** Opening RECORDS SHOWN block **

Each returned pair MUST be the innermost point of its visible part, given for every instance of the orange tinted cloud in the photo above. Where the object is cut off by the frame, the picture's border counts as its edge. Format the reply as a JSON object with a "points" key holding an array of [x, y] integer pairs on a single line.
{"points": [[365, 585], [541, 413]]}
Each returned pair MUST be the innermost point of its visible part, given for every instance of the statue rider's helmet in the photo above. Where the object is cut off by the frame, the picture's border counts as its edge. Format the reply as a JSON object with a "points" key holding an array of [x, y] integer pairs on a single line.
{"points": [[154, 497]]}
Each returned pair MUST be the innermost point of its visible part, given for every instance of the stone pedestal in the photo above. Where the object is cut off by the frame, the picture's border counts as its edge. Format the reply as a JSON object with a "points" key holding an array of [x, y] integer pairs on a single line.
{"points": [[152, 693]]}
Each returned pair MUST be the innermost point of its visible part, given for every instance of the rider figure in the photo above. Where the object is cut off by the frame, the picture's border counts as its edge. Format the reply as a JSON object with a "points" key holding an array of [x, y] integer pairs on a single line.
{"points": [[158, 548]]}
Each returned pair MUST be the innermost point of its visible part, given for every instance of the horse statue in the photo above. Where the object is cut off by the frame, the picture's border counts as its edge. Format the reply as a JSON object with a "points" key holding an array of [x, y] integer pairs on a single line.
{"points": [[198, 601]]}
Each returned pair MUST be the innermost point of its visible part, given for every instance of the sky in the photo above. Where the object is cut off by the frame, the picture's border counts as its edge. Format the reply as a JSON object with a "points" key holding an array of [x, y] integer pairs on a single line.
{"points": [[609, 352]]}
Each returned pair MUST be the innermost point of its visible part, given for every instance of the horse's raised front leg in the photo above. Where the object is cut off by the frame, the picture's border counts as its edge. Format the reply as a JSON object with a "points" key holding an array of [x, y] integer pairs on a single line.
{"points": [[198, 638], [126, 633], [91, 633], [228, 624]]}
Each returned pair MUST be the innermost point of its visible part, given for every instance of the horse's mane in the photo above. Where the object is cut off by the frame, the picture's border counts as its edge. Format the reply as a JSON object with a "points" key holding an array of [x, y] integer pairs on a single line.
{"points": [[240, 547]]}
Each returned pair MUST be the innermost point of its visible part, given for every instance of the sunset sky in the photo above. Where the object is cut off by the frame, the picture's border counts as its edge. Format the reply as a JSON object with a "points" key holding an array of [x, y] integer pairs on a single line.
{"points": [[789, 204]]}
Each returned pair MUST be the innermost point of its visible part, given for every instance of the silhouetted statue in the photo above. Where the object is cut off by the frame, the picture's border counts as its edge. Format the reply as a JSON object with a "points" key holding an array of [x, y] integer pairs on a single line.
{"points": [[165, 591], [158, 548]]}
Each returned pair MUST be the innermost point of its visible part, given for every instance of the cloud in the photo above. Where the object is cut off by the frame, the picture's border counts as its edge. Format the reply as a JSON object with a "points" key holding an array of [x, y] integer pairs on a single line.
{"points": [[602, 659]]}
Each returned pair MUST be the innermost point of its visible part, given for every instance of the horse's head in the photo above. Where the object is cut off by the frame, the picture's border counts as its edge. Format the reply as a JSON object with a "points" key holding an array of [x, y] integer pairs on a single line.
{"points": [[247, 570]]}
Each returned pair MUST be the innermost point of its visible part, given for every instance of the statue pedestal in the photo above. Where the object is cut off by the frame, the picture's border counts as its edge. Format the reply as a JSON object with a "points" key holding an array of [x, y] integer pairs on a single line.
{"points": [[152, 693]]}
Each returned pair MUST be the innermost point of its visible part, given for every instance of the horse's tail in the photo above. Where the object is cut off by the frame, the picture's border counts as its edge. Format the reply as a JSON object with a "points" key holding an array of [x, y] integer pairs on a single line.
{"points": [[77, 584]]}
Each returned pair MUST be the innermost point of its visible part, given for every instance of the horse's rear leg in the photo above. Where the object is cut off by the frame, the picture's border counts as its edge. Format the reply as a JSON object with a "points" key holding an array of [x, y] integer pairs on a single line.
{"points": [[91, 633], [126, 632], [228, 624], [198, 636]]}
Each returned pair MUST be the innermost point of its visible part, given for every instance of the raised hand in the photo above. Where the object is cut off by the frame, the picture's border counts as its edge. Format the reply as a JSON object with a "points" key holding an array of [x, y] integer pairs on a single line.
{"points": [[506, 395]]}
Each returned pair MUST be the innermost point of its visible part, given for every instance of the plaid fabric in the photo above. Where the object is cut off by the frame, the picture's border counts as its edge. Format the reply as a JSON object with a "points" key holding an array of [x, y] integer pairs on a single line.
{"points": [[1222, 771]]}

** Closing RECORDS SHOWN block **

> [PROBLEM REQUIREMENTS]: Could you type out every entry again exactly as it stands?

> [SOLUTION TO THIS TASK]:
Each returned pair MUST be the innermost point of its visible part, given for every instance of the orange tinted cloud in the photo above. Where the object is cut off by the frame, the picture's border counts as its edge. Format the reply as a JSON object with a "points" key holding an array of [x, y] integer pairs on a single line.
{"points": [[365, 585], [541, 413]]}
Each returned pair MUST be the innermost point of its visible part, given for every instance of the statue rider's helmet in the photo above. Where the object is cut off by the frame, the picture's border counts as its edge. Format the reply as a JSON object with a "points" key holding an array of [x, y] integer pairs on a single line.
{"points": [[154, 497]]}
Each returned pair MUST be the innermost point of its visible part, given for every instance of the stone pedestal in the photo above. Where the object is cut off by the frame, the picture's border counts as its edge. Format the reply as a JSON object with a "points" key holding an array of [x, y] integer pairs on a single line.
{"points": [[152, 693]]}
Each returned pair MUST be the innermost point of its visible part, given for every instance of the rider figure in the photo above. Where the object is cut off by the frame, the picture's border counts as its edge. Format the reply as a JSON object with a "points" key holding an array of [x, y] integer pairs on a single line.
{"points": [[158, 548]]}
Each returned pair MUST be the innermost point of its visible part, given for every instance of the horse statue in the photo above. Where the object is cut off by the frame, the picture's border counts as its edge. Format the reply as a JSON object with a "points" key holding an array of [x, y] integer pairs on a single line.
{"points": [[198, 601]]}
Each returned pair MUST be the innermost point of its visible part, given for every instance of the sky in the photo above. Where the object is cut off by the frame, the picture's border counts as its edge. Format the reply as a JSON object with a "points" key holding an array of [x, y] integer pairs on a single line.
{"points": [[609, 352]]}
Each returned pair MUST be the innermost point of its visible part, given for every instance of the horse's raised front leg in the photo above. Where the object is cut off by the frame, the picture's border counts as its edge. Format the reply as a JSON object with a "points" key holding an array of [x, y] integer pairs on a single line.
{"points": [[198, 638], [126, 633], [91, 633], [228, 624]]}
Each returned pair MUST be the innermost point of its visible part, given for every instance of the horse's mane in the photo above. Where the object is cut off by the frame, the picture's border counts as its edge. Format the reply as a JSON object with a "points" key holding an array of [x, y] integer pairs on a single line.
{"points": [[240, 547]]}
Each returned pair MUST be the innermost point of its visible part, given for every instance of the sunset sky in the photo above. Where the object is cut off by the frame, the picture's border counts as its edge. Format the reply as a JSON object with a "points" key holding an array of [x, y] integer pairs on a single line.
{"points": [[789, 204]]}
Each returned pair MUST be the innermost point of its visible part, given for every instance of the silhouetted statue in the photo above. Where the object is cut off by the frame, the picture's border counts as its edge. Format the reply as a JSON object with a "points" key holding an array of [x, y] integer pairs on a single line.
{"points": [[165, 591], [158, 548]]}
Each returned pair MUST be the innermost point of its visible part, given for every instance of the cloud in the photo above. Where the object is cut off by the frame, the picture's border counts as its edge. Format the reply as a JSON object with a "points" key holding an array of [x, y] integer pairs on a single line.
{"points": [[602, 659]]}
Each returned pair MUST be the innermost point of its visible part, given for every instance of the horse's head in the photo above. Where the object is cut off by the frame, the picture's border counts as its edge. Format the reply as a JSON object with a "points" key holding an array of [x, y] integer pairs on a single line.
{"points": [[247, 570]]}
Each returned pair MUST be the innermost point of its visible part, given for every instance of the statue pedestal in the photo above. Where the object is cut off by the frame, the picture's border counts as its edge. Format the reply as a JSON object with a "points" key holding an array of [x, y] integer pairs on a single line.
{"points": [[152, 693]]}
Each returned pair MUST be the innermost point of its visible part, given for every instance of the horse's tail in the photo above. Where the object is cut off by the frame, the picture's border counts as its edge. Format the reply as a JSON object with a "points" key holding an array of [x, y] integer pairs on a single line.
{"points": [[77, 584]]}
Each returned pair MUST be the innermost point of its visible part, given for every instance of the horse's rear leg in the photo above. Where the object is cut off by the frame, the picture's border counts as its edge. Format the reply as a JSON object with a "points" key holding an array of [x, y] integer pairs on a single line.
{"points": [[91, 633], [126, 632], [228, 624], [198, 636]]}
Each returned pair MUST be the innermost point of its visible part, given for every instance of the raised hand in the photo above. Where the object is cut off by the frame, the picture's border counts as its edge. Format the reply as a JSON object with a "points" key holding an array of [x, y] integer pairs on a single line.
{"points": [[506, 395]]}
Each returned pair MUST be the innermost point of its visible part, given for every instance of the plaid fabric in the photo above. Where the object is cut off by the frame, the picture's border counts as its edge. Format the reply as a JSON object with a "points" key holding an array of [x, y] integer pairs on a single line.
{"points": [[1222, 771]]}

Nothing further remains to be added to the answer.